[Objective]:
Swap every "coordinates" in the material below for "positions", and give the lines back with nothing else changed.

[Data for this exercise]:
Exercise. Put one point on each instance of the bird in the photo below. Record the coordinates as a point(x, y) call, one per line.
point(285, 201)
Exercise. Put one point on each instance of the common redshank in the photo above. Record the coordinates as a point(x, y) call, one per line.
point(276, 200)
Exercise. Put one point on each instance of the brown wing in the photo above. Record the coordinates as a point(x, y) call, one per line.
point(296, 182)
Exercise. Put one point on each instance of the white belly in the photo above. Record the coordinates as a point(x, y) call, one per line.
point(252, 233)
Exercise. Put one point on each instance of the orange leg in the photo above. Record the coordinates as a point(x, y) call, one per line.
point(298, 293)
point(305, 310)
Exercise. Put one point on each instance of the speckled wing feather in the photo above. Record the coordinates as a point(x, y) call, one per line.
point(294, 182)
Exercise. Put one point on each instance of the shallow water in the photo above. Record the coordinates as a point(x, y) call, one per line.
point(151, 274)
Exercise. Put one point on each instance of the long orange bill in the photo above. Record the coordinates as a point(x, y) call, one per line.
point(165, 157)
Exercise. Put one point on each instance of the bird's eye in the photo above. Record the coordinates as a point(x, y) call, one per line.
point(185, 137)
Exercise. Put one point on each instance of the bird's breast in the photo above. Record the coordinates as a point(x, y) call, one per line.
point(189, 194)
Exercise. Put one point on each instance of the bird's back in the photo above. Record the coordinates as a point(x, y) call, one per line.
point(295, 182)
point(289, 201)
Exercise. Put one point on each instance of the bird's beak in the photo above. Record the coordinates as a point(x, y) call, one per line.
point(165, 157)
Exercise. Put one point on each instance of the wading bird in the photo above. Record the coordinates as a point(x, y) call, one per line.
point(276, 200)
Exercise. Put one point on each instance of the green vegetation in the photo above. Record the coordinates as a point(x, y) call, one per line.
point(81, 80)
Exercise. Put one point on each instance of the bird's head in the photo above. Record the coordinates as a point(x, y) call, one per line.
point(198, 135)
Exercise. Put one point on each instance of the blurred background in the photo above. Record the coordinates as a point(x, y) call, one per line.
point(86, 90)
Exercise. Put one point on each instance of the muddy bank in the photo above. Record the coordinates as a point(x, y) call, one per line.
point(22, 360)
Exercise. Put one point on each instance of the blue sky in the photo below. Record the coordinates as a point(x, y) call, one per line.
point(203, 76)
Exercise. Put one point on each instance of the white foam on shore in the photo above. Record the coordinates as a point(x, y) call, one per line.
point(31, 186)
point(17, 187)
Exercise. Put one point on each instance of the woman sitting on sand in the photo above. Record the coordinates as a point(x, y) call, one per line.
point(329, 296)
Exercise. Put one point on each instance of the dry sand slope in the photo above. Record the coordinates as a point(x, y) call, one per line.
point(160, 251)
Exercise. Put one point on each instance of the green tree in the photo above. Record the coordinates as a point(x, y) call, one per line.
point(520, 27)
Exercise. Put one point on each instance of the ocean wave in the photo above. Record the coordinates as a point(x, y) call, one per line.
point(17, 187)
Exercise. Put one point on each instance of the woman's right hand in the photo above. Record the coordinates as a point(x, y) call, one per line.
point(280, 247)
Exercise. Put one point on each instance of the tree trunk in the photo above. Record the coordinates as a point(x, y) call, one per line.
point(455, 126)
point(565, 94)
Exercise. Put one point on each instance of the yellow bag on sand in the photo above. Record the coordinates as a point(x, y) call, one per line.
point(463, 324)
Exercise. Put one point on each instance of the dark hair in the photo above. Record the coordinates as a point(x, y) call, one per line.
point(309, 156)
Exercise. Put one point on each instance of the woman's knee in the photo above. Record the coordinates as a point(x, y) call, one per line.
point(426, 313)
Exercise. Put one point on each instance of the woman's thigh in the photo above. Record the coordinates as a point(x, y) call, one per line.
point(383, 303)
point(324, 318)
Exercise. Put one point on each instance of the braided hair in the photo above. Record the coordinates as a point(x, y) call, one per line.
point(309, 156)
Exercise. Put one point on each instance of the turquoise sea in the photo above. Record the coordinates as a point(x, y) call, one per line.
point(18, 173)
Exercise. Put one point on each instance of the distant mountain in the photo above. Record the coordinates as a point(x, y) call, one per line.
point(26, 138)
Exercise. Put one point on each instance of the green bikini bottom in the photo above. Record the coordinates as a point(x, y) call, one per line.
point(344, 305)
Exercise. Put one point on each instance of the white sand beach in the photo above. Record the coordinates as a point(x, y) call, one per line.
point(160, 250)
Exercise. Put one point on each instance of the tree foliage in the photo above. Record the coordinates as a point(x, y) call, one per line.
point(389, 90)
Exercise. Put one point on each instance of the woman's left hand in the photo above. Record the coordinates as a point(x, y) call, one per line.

[Finished answer]:
Exercise. Put one point on each instance of the bird in the photo below. Record the positions as a point(x, y) call, one per line.
point(285, 201)
Exercise. Put one point on each instance of the common redshank in the photo above. Record the positions as a point(x, y) call, one per line.
point(276, 200)
Exercise. Put one point on each instance of the brown wing in the photo above. Record the positions as a point(x, y) call, one per line.
point(296, 182)
Exercise. Put one point on each instance of the white belly in the photo above. Record the positions as a point(x, y) call, one per line.
point(252, 233)
Exercise. Put one point on each instance of the orange leg in the photo above. Record the positions as a point(x, y) call, one per line.
point(298, 293)
point(305, 310)
Exercise. Put one point on each instance of the speckled wing feather in the photo above. Record the positions as a point(x, y) call, one per line.
point(294, 182)
Exercise. Put one point on each instance of the shallow water in the photo above. Record the positions as a point(x, y) call, one per line.
point(151, 274)
Exercise. Put one point on each instance of the long orange bill in the photo above. Record the positions as a point(x, y) call, one per line.
point(165, 157)
Exercise. Put one point on each instance of the bird's eye in the photo above. Record the positions as a point(x, y) call, one per line.
point(185, 137)
Exercise. Put one point on each instance of the bird's breast in the photo above. Record the positions as a point(x, y) call, one per line.
point(189, 194)
Exercise. Put one point on each instance of the bird's back in the photo above. Record the positions as a point(x, y) call, one per line.
point(295, 182)
point(289, 201)
Exercise. Put one point on each instance of the bird's beak in the photo above. Record the positions as a point(x, y) call, one per line.
point(165, 157)
Exercise. Put one point on each instance of the wading bird in the photo above. Record the positions as a point(x, y) call, one per line.
point(276, 200)
Exercise. Put one point on each instance of the green vegetation in the photo above. Record the positions as a point(x, y) call, one per line.
point(81, 80)
Exercise. Put one point on each instance of the bird's head in the photo above. Record the positions as a point(x, y) call, one per line.
point(198, 135)
Exercise. Put one point on each instance of the blurred background in the photo above. Record the positions as a point(x, y) call, one per line.
point(86, 90)
Exercise. Put one point on each instance of the muddy bank in the photo above. Record the positions as a point(x, y) call, one per line.
point(22, 360)
Exercise. Put one point on each instance of the blue sky in the photo below. Record the positions as a point(x, y) call, one per line.
point(203, 76)
Exercise. Put one point on each instance of the white foam on shore in the photo above. Record the positions as a point(x, y) call, one per line.
point(31, 186)
point(17, 187)
Exercise. Put one point on each instance of the woman sitting on sand in the photo above. Record the positions as a point(x, y) call, one per line.
point(329, 296)
Exercise. Put one point on each instance of the dry sand slope in the photo above. Record the positions as a point(x, y) call, one per line.
point(160, 251)
Exercise. Put one point on each instance of the green tree in the photo above. Record the positions as a point(x, y) call, one per line.
point(520, 27)
Exercise. Put one point on each instance of the ocean wave in the photo above. Record the positions as a point(x, y) call, one per line.
point(17, 187)
Exercise. Put one point on each instance of the woman's right hand in the photo above. Record the positions as a point(x, y) call, one per line.
point(280, 247)
Exercise. Put one point on each instance of the tree trunk in the photo above. Record the positions as a point(x, y) call, one per line.
point(455, 126)
point(565, 94)
Exercise. Put one point on each instance of the yellow bag on sand in the photo above. Record the positions as a point(x, y) call, one per line.
point(463, 324)
Exercise. Put one point on each instance of the dark hair in the photo above. Record the positions as a point(x, y) call, one per line.
point(309, 156)
Exercise. Put one point on each instance of the woman's knee in the photo above. Record the positions as a point(x, y) call, one per line.
point(426, 313)
Exercise. Put one point on each instance of the woman's thigh in the photo above. Record the positions as a point(x, y) call, one per line.
point(383, 303)
point(324, 318)
Exercise. Put one point on each instance of the braided hair in the photo above. Record the positions as a point(x, y) call, one per line.
point(309, 156)
Exercise. Put one point on each instance of the turquoise sea in the photo above. Record the positions as a point(x, y) call, one per line.
point(18, 173)
Exercise. Put one point on each instance of the distant mountain in the photo above. Record the positions as a point(x, y) call, one per line.
point(26, 138)
Exercise. Put one point on each instance of the green bikini bottom in the photo above. Record the positions as a point(x, y) call, one per line.
point(344, 305)
Exercise. Put one point on each instance of the white sand beach in the photo above. Record the positions as a point(x, y) call, one per line.
point(160, 250)
Exercise. Put one point on each instance of the tree foliage in the photo above. Record the positions as a point(x, y) call, one per line.
point(389, 90)
Exercise. Put one point on each instance of the woman's left hand in the photo above. Record the positions as a point(x, y) call, one per line.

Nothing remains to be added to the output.